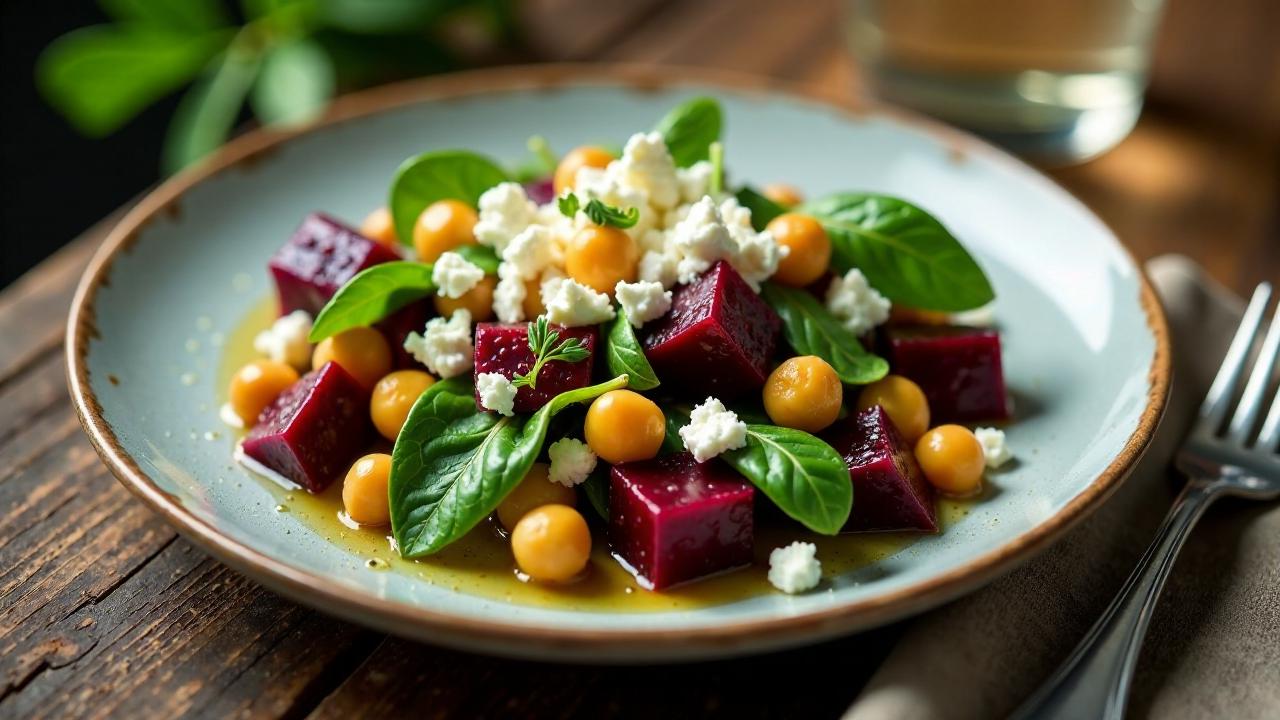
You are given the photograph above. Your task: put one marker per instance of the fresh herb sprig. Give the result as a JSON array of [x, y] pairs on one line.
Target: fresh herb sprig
[[543, 342]]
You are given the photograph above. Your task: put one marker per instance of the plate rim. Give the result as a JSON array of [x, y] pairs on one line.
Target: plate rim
[[494, 634]]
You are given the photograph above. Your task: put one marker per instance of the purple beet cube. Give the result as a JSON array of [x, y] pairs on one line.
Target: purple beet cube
[[717, 338], [314, 429], [320, 258], [504, 349], [890, 491], [958, 368], [673, 519]]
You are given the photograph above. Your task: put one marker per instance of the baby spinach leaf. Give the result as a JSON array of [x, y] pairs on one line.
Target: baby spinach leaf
[[803, 475], [690, 128], [444, 174], [624, 355], [812, 329], [371, 295], [905, 253]]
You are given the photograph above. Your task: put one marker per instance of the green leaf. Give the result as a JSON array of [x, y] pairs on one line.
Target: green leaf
[[905, 253], [103, 76], [452, 465], [812, 329], [371, 295], [690, 128], [624, 354], [444, 174], [803, 475], [295, 85]]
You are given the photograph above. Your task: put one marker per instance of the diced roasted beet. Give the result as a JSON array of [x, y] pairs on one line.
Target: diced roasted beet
[[504, 349], [314, 429], [890, 492], [958, 368], [320, 258], [717, 338], [673, 519]]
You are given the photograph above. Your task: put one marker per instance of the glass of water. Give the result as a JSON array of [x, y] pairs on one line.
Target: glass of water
[[1056, 81]]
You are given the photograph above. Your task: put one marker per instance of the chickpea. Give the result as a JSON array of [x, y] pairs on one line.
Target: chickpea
[[534, 491], [478, 301], [256, 384], [803, 393], [393, 397], [444, 226], [552, 543], [622, 425], [576, 159], [810, 249], [903, 400], [364, 491], [361, 351], [951, 459]]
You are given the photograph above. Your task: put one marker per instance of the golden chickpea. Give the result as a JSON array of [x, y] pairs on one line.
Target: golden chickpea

-*-

◆ JOB
Rewrite the records from their start through the line containing "338], [673, 519]]", including both ends and the requests, with every coordinate in the answers multiplied by 2.55 and rounded to a whole number, halves rounded up. Leave the pictures out.

◆ SOLVED PROBLEM
You are given the photograph above. Your task: put one marker per instance of the fresh herb sprig. Give the result as a JSON array of [x, y] pairs on one line.
Target: fresh herb sprig
[[1385, 872]]
You are given the photograph above. Your task: put one marker per instance of the plate rim. Give the result as a JSON array of [x, y] pairs on one line.
Target: plate rim
[[1260, 1617]]
You are given the photograph above. Your task: put one marker per instance of the purple beet cube. Give the result as a JSON array of [x, y] pairs on one line.
Target: purple beet cube
[[1828, 862], [801, 1094], [816, 658], [1285, 890], [2270, 1252], [2443, 938], [1716, 1323]]
You are given the photograph above. Your task: put one marker per instance of the baby spinach leaf. Give the result as a JSON array of [x, y] pairs on one line.
Target: baby spinach leaf
[[2048, 1211], [1760, 326], [1132, 444], [1591, 905], [2071, 839], [946, 752], [2308, 645]]
You are given the photograph above. Your task: put one marker per instance of the green leaf. Give the result as a JSON array of [x, y] pairs on one line.
Target: green leaf
[[2308, 645], [263, 194], [1153, 1186], [2071, 839], [946, 752], [1760, 326], [1591, 903], [1132, 444], [2048, 1211], [752, 217]]
You are given the photograph above. Your task: put one marker per instance of the diced roasted beet. Give the result as a JSON array of [x, y] pairs on one line.
Target: diced roasted beet
[[1285, 890], [801, 1094], [2270, 1255], [2443, 938], [816, 658], [1828, 862], [1716, 1323]]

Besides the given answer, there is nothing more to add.